What you have to do:
Print each of the items below word for word, and leave out the pictures.

Information supplied:
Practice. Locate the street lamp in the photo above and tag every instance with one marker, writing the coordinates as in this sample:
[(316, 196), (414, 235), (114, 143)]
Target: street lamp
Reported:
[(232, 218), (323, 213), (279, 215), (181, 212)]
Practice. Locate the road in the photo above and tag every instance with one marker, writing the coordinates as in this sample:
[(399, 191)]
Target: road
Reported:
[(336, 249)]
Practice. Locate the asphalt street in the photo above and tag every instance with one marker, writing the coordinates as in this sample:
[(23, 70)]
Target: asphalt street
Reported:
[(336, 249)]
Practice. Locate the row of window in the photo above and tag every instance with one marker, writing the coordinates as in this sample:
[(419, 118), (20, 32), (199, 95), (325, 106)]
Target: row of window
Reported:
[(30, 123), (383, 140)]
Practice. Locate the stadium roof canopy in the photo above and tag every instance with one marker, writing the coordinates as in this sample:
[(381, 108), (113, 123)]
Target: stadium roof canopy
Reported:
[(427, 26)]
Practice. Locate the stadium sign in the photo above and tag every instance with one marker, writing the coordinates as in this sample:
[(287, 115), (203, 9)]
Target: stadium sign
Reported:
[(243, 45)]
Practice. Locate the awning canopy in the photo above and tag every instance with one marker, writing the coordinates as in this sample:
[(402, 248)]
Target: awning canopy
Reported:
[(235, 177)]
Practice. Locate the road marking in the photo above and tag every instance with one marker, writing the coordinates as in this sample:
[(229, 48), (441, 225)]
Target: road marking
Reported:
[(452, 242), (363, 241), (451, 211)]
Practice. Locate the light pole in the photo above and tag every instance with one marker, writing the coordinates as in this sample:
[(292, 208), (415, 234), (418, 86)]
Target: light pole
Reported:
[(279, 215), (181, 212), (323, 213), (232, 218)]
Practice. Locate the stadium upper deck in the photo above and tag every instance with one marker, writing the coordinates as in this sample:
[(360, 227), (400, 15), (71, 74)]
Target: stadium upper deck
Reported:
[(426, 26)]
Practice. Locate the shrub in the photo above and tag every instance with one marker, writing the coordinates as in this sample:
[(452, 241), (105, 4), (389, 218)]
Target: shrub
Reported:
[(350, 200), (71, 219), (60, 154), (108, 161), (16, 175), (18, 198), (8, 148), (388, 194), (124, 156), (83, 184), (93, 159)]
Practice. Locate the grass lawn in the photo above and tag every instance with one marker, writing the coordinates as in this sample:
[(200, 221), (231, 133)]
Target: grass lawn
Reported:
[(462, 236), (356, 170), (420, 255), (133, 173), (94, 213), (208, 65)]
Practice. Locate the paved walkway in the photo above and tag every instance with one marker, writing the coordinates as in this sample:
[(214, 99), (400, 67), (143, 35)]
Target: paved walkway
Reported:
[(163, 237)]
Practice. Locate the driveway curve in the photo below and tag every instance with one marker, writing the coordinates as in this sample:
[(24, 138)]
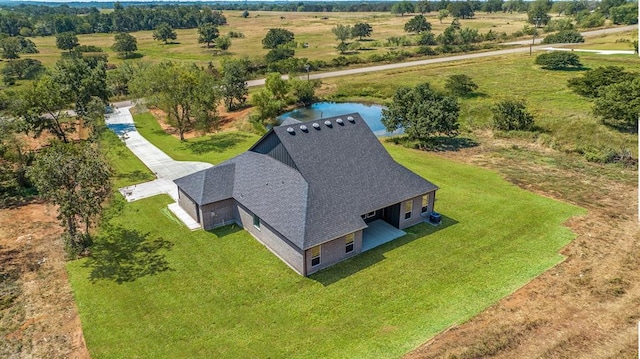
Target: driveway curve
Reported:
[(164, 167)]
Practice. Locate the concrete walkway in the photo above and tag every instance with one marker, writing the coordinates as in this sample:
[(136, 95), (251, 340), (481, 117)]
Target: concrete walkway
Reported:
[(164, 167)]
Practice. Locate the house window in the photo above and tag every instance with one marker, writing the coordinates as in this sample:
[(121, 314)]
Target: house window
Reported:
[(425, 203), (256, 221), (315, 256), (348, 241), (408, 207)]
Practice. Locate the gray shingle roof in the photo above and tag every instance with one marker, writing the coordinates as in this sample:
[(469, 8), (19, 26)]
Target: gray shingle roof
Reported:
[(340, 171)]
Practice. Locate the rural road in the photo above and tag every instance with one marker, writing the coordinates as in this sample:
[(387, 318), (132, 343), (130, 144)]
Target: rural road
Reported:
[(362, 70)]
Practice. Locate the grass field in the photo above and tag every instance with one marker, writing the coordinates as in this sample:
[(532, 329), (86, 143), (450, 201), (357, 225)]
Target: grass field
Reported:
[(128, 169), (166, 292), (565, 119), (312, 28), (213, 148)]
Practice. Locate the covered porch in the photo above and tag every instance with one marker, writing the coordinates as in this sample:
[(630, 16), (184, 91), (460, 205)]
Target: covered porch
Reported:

Worked solution:
Practice. Locate the street lamp in the photo above and tag every instance with one marker, writing the coordinates as in this sample:
[(316, 196), (414, 235), (114, 143)]
Target: street lamp
Reported:
[(232, 218), (323, 213), (279, 215), (181, 212)]
Practice. Locate the road in the photo above and tag every instance with one marker, writing the coordinates as in this sample:
[(399, 191)]
Target: road
Reported:
[(336, 249)]
Practice. Locate the asphalt street in the photo above and tag every instance with one marker, writing the coordinates as in this sample:
[(23, 70)]
Target: asphalt street
Reported:
[(336, 249)]
Practice. Locate the row of window in the photo above and tag every instance with one marker, writing the coordinates as in this sample:
[(419, 118), (20, 32), (199, 95), (325, 106)]
Target: row of window
Reported:
[(30, 123), (383, 140)]
Practice. Locate the stadium roof canopy in the photo above and tag every instance with one marker, writing the coordinates as in this sample:
[(381, 108), (113, 123)]
Target: stadium roof canopy
Reported:
[(427, 26)]
Practice. Locate the stadium sign in the photo above and tag every instance with one marker, writing the coordinates as in this sample:
[(287, 115), (203, 9)]
Target: stadium sign
Reported:
[(243, 45)]
Practice. Locate the awning canopy in the photo above and tag every instance with one marker, writing the coordinates as in this sample:
[(402, 248)]
Target: awning canopy
Reported:
[(235, 177)]
Practice. Locate the road marking in the photo above and tag every instance with one marker, writing the coordinates as in this sample:
[(229, 48), (441, 225)]
Target: road marking
Reported:
[(452, 242), (363, 241), (451, 211)]
Practice. Locate the light pole in the photo above and tag every instance with one marker, writing the coordinates as in this sample:
[(292, 208), (415, 234), (418, 86)]
Target: light pole
Reported:
[(279, 215), (181, 212), (323, 213), (232, 218)]
Practice. Locate the stadium upper deck in the photo above and tag every instance with one marker, writing the coordinates as in this sample:
[(360, 227), (400, 15), (71, 74)]
Target: stadium upper deck
Reported:
[(426, 26)]
Practice. Locate the shrub in the photo above and tag every instance with one marker, writing the coordinates as in this sample:
[(452, 241), (105, 4), (389, 218)]
Target: shrub
Reported:
[(350, 200), (71, 219), (60, 154), (108, 161), (16, 175), (18, 198), (8, 148), (388, 194), (124, 156), (83, 184), (93, 159)]
Practice. Locate the grass lawn in the photo above and tag every instance with one marker, writing the coordinates as in this sample:
[(200, 221), (231, 133)]
Target: grass lawn
Reported:
[(462, 236), (356, 170), (420, 255), (133, 173), (94, 213), (208, 65)]
Practice. Locate the paved walkway in the photo above and tag every instance with one marker, writing the coordinates as in this sample:
[(214, 99), (400, 67), (143, 35)]
Target: paved walkway
Reported:
[(163, 237)]
Practice. Locate the driveway curve in the photo below and tag every instance with one marker, writing the coordinates as in this sample:
[(24, 138)]
Target: driveway curve
Reported:
[(164, 167)]
Practice. Locate the concrete walkway in the photo above and tag every instance with one marker, writing the coordinates as in this sample:
[(136, 95), (251, 340), (481, 117)]
Target: concrete walkway
Reported:
[(164, 167)]
Practice. Locate the house window in the photo above and tag every instance with one marker, writing the coordinates as in this sample:
[(121, 314)]
Target: house window
Reported:
[(425, 203), (256, 221), (315, 256), (348, 241), (408, 207)]
Practice. Locate the gray shingle roof in the photo above and tag every instance with one marker, writing the coordinates as in this sample:
[(469, 8), (19, 26)]
Target: gray shingle roof
Reported:
[(340, 171)]
Practice. Locate the rural road in the photo above and tag every instance with one marker, writing the coordinates as in this sample:
[(387, 318), (132, 343), (130, 144)]
Target: rural road
Reported:
[(362, 70)]
Practice. Locate the grass field in the photo above and tag every instance with one marker, writing the coordinates as in this sample:
[(532, 329), (86, 143), (450, 201), (357, 225)]
Target: grass field
Reported:
[(128, 169), (166, 292), (565, 119), (312, 28), (213, 148)]
Practice. Locate the covered porch in the photo above and tag every instance with one marker, writing the coordinates as in this sample:
[(630, 16), (184, 91), (460, 205)]
Target: covered porch
Reported:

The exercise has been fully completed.